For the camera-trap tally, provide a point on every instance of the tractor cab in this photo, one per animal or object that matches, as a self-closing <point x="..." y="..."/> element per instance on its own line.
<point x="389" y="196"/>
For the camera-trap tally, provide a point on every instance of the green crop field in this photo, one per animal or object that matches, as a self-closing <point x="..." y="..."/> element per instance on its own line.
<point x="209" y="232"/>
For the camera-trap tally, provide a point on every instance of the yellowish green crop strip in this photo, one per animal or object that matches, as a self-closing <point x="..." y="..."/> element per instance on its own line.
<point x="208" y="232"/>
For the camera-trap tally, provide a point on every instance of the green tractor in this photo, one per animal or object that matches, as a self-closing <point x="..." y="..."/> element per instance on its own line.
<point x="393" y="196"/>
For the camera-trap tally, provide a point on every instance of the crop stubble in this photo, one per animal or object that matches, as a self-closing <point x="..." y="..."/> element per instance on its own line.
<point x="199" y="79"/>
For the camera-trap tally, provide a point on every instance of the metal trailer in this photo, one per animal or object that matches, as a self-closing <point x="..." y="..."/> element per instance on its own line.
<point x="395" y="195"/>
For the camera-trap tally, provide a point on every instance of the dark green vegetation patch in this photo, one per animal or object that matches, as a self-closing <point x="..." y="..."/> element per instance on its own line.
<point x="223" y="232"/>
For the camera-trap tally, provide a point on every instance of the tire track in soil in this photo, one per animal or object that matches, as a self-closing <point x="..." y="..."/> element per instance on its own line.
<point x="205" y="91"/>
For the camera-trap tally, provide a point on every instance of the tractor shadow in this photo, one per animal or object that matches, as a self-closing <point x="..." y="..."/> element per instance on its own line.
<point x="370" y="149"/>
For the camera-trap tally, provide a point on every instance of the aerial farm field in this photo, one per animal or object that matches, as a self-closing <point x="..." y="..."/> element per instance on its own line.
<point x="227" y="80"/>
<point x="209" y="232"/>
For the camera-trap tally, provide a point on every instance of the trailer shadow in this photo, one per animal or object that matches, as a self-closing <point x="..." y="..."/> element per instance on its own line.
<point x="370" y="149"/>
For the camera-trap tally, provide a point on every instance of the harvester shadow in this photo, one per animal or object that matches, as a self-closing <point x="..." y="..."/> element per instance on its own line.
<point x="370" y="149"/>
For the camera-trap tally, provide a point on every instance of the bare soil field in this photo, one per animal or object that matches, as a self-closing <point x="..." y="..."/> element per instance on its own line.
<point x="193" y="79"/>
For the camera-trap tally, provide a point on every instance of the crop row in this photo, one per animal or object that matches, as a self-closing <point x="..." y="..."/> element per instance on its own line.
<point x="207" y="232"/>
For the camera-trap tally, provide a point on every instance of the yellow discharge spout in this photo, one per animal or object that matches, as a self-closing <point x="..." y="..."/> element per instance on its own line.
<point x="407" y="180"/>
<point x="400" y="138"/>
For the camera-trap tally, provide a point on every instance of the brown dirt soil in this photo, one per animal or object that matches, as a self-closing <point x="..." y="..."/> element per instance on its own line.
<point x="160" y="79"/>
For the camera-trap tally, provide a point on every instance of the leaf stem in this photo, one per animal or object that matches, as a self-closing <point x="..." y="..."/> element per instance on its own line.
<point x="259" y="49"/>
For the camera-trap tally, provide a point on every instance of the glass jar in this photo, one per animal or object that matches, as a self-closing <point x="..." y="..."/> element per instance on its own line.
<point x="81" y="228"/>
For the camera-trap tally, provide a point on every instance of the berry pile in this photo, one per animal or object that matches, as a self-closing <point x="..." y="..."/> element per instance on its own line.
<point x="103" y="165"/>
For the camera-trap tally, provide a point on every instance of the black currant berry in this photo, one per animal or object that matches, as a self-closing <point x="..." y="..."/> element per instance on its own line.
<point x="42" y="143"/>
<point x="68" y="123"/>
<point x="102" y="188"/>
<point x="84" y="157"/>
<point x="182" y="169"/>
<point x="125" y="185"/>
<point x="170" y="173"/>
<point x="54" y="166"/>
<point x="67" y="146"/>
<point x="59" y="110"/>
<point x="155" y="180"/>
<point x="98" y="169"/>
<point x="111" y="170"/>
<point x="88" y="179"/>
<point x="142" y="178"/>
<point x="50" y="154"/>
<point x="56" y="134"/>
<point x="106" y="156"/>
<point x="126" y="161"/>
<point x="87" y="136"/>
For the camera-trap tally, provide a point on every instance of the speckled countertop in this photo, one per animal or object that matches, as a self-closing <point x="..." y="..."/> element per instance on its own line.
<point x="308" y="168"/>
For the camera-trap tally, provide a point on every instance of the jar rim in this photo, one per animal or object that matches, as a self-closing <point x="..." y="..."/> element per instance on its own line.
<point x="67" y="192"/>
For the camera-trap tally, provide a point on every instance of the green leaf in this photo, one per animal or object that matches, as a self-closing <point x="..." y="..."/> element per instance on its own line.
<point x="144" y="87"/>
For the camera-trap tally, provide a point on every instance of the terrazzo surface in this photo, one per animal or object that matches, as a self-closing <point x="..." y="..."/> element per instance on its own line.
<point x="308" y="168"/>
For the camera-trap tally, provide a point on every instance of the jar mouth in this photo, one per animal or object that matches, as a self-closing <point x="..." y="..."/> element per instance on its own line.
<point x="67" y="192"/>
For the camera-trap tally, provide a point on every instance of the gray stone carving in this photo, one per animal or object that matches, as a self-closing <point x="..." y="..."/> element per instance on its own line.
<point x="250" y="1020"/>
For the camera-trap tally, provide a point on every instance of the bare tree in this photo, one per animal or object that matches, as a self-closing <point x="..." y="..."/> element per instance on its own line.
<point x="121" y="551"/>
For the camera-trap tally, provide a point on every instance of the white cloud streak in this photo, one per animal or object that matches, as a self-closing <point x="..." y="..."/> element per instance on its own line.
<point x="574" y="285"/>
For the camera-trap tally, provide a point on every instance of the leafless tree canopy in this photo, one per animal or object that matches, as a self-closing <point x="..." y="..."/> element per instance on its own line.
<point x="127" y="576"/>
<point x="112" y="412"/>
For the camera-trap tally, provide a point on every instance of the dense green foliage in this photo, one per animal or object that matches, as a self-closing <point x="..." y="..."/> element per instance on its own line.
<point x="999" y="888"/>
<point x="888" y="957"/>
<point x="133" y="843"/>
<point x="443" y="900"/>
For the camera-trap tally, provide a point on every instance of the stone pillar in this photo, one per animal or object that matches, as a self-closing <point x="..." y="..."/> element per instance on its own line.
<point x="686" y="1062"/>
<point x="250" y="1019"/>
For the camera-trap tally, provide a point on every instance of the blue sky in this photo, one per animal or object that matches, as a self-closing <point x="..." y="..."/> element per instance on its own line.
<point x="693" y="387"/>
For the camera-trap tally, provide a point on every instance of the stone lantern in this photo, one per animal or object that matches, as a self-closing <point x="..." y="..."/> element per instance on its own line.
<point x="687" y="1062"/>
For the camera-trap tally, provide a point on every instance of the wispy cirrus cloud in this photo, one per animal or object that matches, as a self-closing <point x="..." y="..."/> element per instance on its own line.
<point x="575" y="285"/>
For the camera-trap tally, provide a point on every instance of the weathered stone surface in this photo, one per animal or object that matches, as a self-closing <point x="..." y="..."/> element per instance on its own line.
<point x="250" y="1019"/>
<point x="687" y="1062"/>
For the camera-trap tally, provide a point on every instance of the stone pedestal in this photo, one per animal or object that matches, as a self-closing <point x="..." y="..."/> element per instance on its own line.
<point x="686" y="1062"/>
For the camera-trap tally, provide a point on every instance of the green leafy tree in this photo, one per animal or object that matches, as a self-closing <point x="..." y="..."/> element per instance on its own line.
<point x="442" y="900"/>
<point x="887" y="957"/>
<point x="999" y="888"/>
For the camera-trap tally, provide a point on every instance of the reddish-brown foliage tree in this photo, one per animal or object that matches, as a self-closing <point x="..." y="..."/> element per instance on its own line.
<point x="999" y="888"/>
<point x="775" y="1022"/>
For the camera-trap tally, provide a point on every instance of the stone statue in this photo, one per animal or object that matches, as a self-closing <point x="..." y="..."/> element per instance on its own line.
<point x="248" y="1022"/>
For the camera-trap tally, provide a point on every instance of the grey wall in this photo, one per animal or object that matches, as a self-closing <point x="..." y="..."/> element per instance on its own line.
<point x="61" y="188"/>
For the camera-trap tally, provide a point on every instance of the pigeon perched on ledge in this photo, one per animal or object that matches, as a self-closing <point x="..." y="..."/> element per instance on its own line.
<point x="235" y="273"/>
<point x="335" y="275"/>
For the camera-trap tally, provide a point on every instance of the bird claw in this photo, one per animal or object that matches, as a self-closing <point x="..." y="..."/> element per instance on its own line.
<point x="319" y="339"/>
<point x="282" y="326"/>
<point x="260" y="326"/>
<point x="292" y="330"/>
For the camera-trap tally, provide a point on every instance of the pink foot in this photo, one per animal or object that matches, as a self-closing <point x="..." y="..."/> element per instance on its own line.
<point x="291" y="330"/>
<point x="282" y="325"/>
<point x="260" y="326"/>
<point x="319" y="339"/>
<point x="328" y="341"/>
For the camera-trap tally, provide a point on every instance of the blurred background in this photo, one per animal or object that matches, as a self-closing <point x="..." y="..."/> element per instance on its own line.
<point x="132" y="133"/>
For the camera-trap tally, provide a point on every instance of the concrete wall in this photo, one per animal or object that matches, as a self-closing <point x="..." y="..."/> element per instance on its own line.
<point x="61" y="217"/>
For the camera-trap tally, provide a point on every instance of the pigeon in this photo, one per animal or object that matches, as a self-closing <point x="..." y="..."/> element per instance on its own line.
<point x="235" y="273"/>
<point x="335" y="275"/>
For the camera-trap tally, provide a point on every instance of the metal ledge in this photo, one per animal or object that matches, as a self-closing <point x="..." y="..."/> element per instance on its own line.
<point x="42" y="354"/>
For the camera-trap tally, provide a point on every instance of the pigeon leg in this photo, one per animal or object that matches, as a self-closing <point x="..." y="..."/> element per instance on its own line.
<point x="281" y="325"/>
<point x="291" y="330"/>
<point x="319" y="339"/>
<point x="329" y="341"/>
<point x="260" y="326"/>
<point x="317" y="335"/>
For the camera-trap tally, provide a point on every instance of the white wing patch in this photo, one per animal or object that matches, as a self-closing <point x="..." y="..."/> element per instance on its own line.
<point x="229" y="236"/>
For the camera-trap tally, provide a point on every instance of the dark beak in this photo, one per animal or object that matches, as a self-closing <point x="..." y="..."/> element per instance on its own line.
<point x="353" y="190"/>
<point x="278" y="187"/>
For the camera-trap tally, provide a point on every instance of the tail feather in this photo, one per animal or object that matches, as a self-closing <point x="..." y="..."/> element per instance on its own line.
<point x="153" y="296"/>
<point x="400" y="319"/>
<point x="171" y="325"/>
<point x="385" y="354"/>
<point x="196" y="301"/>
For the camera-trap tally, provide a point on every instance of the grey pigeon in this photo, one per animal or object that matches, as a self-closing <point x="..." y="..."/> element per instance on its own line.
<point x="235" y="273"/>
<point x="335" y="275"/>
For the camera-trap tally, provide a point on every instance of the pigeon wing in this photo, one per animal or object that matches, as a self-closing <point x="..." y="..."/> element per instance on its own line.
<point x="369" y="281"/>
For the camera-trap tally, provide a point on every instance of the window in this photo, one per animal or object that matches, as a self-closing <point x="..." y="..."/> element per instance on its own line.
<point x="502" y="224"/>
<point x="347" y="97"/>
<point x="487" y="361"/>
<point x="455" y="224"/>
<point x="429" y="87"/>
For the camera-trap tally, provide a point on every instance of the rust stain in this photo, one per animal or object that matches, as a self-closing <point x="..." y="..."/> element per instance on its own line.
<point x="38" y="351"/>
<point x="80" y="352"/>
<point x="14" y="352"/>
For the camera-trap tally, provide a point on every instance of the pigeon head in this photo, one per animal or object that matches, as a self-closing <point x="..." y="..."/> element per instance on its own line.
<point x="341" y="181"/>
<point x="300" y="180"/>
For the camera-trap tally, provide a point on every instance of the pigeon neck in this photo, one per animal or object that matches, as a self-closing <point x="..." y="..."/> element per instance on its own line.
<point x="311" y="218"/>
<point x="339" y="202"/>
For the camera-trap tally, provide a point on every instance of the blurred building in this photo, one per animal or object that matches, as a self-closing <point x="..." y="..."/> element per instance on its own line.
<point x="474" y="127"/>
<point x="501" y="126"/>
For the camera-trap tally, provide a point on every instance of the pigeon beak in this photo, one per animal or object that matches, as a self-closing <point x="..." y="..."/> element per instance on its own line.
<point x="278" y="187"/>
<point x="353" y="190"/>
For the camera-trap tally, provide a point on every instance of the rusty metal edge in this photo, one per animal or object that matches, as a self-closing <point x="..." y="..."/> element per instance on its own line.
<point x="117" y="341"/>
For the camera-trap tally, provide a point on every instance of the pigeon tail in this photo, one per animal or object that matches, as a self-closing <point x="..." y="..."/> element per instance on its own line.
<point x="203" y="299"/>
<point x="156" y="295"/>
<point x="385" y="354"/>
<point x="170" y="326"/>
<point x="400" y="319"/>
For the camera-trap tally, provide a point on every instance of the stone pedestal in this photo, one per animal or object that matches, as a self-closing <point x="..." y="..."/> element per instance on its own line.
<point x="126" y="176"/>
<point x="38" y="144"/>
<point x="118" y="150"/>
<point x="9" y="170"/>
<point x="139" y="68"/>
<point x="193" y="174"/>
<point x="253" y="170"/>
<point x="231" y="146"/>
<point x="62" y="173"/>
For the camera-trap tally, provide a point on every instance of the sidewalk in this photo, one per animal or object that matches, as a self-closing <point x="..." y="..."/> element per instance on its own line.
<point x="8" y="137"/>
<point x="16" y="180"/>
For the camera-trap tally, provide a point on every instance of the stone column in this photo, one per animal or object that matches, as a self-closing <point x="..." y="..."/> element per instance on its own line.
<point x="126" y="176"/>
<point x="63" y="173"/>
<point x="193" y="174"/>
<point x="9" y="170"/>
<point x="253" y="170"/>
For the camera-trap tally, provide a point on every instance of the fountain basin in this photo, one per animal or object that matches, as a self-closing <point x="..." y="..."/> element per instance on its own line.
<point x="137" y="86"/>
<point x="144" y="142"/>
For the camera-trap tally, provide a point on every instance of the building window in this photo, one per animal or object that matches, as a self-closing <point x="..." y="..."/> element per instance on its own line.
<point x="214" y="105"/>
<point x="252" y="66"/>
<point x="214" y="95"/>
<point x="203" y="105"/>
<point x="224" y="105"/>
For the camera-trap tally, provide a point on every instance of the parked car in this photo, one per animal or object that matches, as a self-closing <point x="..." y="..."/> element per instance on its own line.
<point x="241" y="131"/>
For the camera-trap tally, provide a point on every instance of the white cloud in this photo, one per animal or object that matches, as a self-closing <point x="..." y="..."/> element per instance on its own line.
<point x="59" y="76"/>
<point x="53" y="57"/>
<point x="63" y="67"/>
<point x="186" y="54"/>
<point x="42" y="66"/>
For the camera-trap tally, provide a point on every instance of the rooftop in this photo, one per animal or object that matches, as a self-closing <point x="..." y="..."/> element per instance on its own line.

......

- [TASK GOAL]:
Give again only the lines of the material above that run from the one with "of the parked" through the end, both included, exactly as they appear.

- [TASK OUTPUT]:
For the camera-trap tally, provide a point on every instance of the parked car in this photo, one per animal or object that matches, as a self-closing <point x="..." y="..."/> element per instance on its own line.
<point x="241" y="131"/>
For the camera-trap tally, provide a point on every instance of the white cloud in this photo, one per animal or object that matches, as a self-closing <point x="..." y="..."/> element per instance on its own line.
<point x="59" y="76"/>
<point x="53" y="57"/>
<point x="63" y="67"/>
<point x="186" y="54"/>
<point x="42" y="66"/>
For the camera-trap tally, provide a point on every instance of the rooftop in this photo, one per animal or object that matches, as a self-closing <point x="..." y="..."/> element per instance on its own line.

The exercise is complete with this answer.